• _Task to carry out_:
In the material below, identify each line bearing the word "order". Reproduce those lines.
[Start of Attachment]
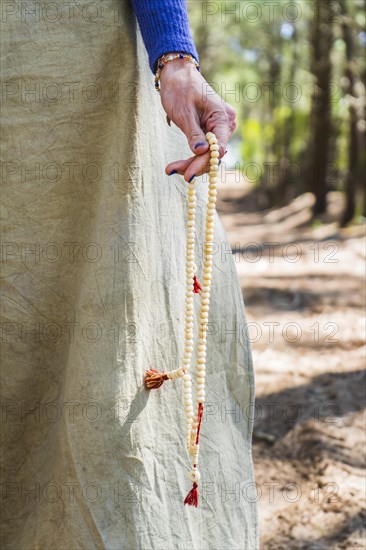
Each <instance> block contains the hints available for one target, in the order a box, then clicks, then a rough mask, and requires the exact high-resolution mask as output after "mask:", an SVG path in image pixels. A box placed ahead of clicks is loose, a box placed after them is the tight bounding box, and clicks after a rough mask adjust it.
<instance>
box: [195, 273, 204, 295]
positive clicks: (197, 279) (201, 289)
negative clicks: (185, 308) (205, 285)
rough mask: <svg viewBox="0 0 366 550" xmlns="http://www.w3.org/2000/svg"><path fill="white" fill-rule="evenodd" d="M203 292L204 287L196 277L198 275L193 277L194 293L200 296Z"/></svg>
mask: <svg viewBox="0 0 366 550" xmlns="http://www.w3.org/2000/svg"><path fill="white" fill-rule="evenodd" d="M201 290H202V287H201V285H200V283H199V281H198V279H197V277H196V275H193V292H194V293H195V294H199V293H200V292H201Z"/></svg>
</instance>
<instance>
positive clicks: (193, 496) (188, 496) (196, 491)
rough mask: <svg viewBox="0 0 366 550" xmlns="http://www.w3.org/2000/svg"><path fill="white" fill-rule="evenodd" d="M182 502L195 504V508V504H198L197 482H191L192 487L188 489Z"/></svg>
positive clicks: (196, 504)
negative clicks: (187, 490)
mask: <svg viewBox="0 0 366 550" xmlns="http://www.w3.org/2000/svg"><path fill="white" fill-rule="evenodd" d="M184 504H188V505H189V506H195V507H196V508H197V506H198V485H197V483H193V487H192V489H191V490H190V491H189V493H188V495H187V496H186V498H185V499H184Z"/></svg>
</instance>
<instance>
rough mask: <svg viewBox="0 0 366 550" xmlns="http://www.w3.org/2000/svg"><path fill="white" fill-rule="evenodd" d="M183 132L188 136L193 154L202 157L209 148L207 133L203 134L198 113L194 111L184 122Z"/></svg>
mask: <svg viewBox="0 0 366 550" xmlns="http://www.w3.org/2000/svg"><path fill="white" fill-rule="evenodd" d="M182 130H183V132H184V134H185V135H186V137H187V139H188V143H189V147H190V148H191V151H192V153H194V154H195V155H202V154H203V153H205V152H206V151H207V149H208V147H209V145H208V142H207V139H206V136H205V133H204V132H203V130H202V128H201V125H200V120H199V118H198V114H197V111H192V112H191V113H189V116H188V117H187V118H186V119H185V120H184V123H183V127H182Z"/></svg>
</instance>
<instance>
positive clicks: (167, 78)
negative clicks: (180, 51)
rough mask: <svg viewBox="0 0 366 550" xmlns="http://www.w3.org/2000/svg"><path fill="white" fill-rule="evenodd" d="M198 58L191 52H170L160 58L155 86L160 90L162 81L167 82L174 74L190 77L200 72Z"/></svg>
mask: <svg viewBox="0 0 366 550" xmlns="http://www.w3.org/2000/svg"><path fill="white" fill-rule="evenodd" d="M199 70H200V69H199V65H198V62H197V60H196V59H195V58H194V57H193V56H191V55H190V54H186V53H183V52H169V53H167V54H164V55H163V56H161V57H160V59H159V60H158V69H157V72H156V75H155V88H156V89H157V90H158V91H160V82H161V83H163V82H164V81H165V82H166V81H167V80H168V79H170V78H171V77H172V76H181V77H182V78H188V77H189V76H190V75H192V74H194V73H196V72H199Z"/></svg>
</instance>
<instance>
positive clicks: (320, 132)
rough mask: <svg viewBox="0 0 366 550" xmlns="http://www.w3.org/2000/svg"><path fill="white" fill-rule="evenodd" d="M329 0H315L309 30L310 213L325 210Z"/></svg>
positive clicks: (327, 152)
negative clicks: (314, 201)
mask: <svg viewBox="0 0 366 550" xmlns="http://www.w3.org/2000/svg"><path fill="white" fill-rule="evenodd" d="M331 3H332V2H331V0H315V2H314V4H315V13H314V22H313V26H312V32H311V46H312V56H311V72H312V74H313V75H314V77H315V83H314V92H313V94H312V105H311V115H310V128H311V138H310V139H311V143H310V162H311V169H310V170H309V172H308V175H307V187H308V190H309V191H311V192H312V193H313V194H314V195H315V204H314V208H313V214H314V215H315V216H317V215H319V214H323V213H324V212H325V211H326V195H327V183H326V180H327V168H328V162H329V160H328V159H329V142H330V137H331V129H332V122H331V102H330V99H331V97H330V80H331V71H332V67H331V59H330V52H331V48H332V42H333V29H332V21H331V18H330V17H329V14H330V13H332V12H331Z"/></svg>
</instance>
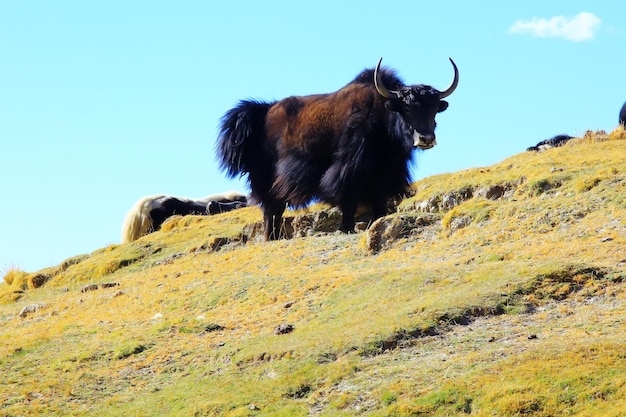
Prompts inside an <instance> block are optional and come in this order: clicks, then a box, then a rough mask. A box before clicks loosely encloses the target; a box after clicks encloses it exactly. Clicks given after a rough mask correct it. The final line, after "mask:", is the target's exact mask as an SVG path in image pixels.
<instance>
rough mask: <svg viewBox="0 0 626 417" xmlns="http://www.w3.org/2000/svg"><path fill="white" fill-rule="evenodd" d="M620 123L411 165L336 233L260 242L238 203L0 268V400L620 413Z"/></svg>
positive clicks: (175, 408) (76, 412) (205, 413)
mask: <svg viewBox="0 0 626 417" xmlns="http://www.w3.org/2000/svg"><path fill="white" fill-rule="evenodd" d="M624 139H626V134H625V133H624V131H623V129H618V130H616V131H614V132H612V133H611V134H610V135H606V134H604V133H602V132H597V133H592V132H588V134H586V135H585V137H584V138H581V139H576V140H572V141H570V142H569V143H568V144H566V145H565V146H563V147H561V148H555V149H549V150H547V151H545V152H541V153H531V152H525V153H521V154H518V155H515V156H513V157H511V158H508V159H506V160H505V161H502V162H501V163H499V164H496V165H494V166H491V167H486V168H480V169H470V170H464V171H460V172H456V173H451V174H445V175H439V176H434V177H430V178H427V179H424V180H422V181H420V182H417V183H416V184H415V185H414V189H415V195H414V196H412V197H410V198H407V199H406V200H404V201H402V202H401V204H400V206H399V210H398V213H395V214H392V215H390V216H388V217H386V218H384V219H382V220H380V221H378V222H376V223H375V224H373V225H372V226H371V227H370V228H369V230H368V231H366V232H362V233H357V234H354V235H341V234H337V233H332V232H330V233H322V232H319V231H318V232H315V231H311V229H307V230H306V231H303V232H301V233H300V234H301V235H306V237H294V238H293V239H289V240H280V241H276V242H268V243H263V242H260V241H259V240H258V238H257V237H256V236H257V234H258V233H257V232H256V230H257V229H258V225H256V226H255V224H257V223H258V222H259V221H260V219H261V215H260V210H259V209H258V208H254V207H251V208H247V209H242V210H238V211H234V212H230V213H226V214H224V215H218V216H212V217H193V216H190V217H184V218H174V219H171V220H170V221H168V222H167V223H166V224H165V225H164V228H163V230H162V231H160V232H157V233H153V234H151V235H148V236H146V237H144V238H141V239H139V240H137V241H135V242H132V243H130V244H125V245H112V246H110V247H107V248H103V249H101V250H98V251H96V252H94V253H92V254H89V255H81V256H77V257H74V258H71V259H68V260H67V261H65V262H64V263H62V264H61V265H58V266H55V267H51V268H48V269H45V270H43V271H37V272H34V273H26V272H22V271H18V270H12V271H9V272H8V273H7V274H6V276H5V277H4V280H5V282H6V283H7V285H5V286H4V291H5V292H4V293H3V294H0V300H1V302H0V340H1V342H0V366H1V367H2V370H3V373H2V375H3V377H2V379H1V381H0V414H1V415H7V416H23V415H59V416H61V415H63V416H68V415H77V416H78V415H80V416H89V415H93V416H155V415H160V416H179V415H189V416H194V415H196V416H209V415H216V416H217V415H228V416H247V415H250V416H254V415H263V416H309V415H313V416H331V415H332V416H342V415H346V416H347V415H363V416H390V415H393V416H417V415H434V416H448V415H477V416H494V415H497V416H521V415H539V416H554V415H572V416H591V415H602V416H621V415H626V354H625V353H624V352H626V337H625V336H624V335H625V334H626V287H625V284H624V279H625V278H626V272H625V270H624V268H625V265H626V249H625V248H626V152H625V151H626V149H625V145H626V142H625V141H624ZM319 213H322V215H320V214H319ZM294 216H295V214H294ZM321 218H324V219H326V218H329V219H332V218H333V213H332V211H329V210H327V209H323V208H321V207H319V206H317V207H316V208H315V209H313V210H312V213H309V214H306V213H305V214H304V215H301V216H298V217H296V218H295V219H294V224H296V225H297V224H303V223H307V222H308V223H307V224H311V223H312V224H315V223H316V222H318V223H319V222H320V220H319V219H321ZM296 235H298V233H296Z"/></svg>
[End of Attachment]
• _Your solution_:
Each <instance> block contains the hints available for one target, in the order a box, then clicks, then a rough mask, and requires the exact high-resolution mask as output after "mask:", an SVG path in image pixels. A box placed ahead of clicks is loose, a box placed after them is the tight bounding box, and clicks after a rough mask adjust it.
Prompts inside an <instance> block are optional and come in this order: clicks, then a box, then a rough mask. A box before clicks loosely encloses the target; a box after clicks encloses it exactly. Clicks given after a rough mask correct it. The final line, after "mask:", is the target's exact mask as an SVG path in image pixels.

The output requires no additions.